▶ **Exercise aim**:
Repeat every record below exactly, leaving out the pictures.

··· Excerpted records ···

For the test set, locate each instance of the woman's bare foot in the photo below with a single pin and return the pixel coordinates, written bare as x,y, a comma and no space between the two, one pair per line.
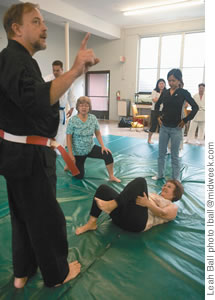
106,206
74,270
85,228
113,178
19,283
66,168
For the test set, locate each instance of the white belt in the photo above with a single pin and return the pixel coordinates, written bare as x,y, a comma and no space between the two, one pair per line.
42,141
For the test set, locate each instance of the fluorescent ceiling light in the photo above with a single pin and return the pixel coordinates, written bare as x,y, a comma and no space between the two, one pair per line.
162,6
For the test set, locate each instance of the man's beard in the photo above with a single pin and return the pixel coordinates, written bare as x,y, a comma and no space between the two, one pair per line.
38,46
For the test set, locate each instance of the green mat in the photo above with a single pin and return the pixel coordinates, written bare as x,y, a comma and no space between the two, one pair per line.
164,263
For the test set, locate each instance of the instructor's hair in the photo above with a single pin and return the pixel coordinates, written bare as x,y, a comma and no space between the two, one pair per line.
15,14
179,190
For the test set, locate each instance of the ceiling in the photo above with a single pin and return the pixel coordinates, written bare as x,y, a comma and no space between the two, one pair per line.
93,15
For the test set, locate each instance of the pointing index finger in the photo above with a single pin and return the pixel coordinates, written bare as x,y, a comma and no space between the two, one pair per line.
84,41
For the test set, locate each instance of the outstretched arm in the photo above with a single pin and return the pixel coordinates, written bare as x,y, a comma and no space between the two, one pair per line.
85,58
169,212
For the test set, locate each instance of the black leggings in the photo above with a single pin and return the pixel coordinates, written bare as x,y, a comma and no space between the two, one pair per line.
96,152
128,215
154,120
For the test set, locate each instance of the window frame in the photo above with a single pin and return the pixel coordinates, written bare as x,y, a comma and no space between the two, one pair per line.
183,34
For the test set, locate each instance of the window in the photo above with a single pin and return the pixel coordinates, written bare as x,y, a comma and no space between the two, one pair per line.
158,55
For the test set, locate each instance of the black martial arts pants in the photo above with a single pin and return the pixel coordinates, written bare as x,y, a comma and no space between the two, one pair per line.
39,235
128,215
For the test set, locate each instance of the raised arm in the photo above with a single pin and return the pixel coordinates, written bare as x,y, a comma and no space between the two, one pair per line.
85,58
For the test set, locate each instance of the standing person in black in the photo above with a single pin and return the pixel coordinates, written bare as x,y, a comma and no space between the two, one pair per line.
172,122
160,87
29,107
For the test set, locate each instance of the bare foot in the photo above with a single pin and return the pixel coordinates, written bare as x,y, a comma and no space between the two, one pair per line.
106,206
66,168
19,283
74,270
85,228
113,178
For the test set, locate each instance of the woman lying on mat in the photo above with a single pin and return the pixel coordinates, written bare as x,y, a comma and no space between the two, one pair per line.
80,131
132,209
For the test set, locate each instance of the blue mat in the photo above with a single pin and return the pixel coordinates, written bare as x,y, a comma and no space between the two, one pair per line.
165,263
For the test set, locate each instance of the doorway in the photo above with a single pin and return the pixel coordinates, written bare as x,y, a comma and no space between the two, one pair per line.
97,88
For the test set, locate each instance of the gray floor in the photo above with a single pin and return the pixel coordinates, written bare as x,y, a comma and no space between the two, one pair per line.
111,127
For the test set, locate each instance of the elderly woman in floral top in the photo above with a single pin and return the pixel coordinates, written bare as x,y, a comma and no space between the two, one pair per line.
80,132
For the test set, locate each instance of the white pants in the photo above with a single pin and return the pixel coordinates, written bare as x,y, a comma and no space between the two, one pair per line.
192,130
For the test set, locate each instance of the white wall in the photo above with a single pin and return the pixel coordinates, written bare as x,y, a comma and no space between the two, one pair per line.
55,50
123,76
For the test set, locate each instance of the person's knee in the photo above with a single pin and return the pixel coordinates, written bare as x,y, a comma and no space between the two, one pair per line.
102,187
108,158
79,176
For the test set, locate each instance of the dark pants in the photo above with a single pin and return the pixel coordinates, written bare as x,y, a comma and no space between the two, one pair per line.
38,224
128,215
154,120
96,152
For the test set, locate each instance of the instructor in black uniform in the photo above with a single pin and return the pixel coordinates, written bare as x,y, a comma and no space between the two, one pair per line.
29,107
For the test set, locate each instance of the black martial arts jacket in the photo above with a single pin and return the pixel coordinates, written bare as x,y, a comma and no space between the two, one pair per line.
24,110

···

▶ **Solution to this exercise**:
For the test set, locate each instance of the woman's bare foot in the photo below with a single pin and return the pixel coordinates, written bare as x,y, a comma and no space between the two, one pair per line.
106,206
74,270
85,228
113,178
19,283
66,168
For the test set, locate each instance of the white belt in the photo above with a single pin and return the pixel coordinates, written bare as x,y, a comma and no space between the two, one pair per line.
42,141
For the test set, locate each instance of the fluorescent ceiling light in the photo above with a single pin and return the pixel coordinates, written bare as x,y, a comma and no space between the two, one pair per line.
162,6
For the test set, locate each instance of the man's beard in the photo above with a single pin and return the pixel coordinates, written bare as x,y, a comma and no space between the two, one pair per line.
38,46
For the test set, locate each instance of the green mat in the photo above with a single pin and return the pixel coordinates, written bare as x,y, a comma and no space between the two, one pair per line.
164,263
For the test set, locate each instance of the instructor's hair in the photo above with a single pin and return the pixel coordinates, written bare as x,y, a comma and no space between the two, one pair per line.
15,14
179,190
For the test set, locate each instance of the ceiling in the photo above with a single pin and return the pixel coordinates, written bare as x,y, a comma and no space between the two, one pair per line.
93,15
For the test set, locate each instance of the pointing index finger in the photo above with a single pin and return the pixel coordinates, written bare as x,y, a comma and no space between the two, one pair per line.
84,41
For the test set, locate each instance of the outstretched arm in the photo above with a single pin and return the pixel coordinates, written bare as x,y, a comma and no space between the two, one pair per line.
85,58
169,212
For the test set, locate each instance of the black leggings in the photo above with a single pin and return the pixel coordinates, written bare as x,y, a comma and no space between the two, one pair per line.
96,152
128,215
154,120
For the test set, locate each instance of the window frame in the photo above with a single pin and return the pixel coordinates, written bare as x,y, a comma and no space between the two, one pair per line.
183,34
For the test set, locate each instance of the window in the photo above with a single pin and return the pixel coordinates, written bare as x,y, a comma and no space between the two, one pair per line.
158,55
For the test set, locate each instance of the black martial arts pants in the photo above with a single pin and return the pixel coordinates, written bare as x,y, a comma and no space between the two, one pair per line.
39,235
128,215
For the test set, locate each instance of the raised arm in the photo above with a single pin and return the pixel coordinates, written bare as x,y, a comma and no space between the two, one pair per line.
85,58
For the test set, locate each instance of the standing person in black in the photo above with a single pin and return the pixel coordinates, written bare as x,y, a comma and no space between the two, one pair per line.
172,122
160,87
29,107
For the test set, locate each instance of the bare foot in the photo above with a single pin and return the pixel coordinates, written bare as x,y, a comma and no space between the two, one pair per line.
106,206
66,168
19,283
74,270
85,228
113,178
For the test set, locate each instance of the woman lying on mat in the photo above with a single pin and return the pixel coordinates, written bare as x,y, a comma and no space between the two, one pair per line.
80,131
132,209
For the test set, locate each instance of the blue mat in the photo above with a single pin and return the pixel coordinates, written bare as x,y, a comma and no space between the two, one pair per line.
165,263
For the test set, locate each instance of the doorway in the photo above with a single pin and return the pixel coordinates, written bare as x,y, a comma and no space between the two, one pair per line.
97,88
For the test set, locate each instance of the gray floor in the photo above with a single pin and return the pixel coordinates, written bare as x,y, a comma and no space between the two, one pair per line.
111,127
For the test set, locate each instance of the elderly woman in floral top in the photo above with a single pin and return the pixel coordinates, written bare as x,y, a comma and no space between the two, one pair per line.
80,132
For the test set, locate each instance of the white pants in the photo above with a single pin and return the pixel coordinates, written bare as x,y, a comma and no space between the two, one pair per line.
192,130
For the test set, locate each instance of the white wall in the photo above with a single pin and return the pixel coordinates, written bare as x,y, a comma and no space between the two, one pair per line.
55,50
123,76
For the test set, locate each instance of the person's knee in the photo above with a single pin and return the pixel coordinates, written bare as x,y, a comma and no space between the two, one pair per line.
102,187
108,158
79,176
For the test set, locate each instance of the dark pants in the photo above with a single pin and return the pixel coordinates, written bare as x,y, a comma and no space between the two, one pair per line.
38,224
128,215
154,120
96,152
For the test set, locate each instance of the instructor in black uniform in the photo above with a single pin and return the pixel coordinates, written bare as x,y, a comma and no space between the two, one pair per line.
29,107
For the test set, locate each instance of the black martial arts jacket in the photo above with a single pin and return the pixel coordinates, written bare as x,y, a comma and no space between the two, one pair per line.
24,110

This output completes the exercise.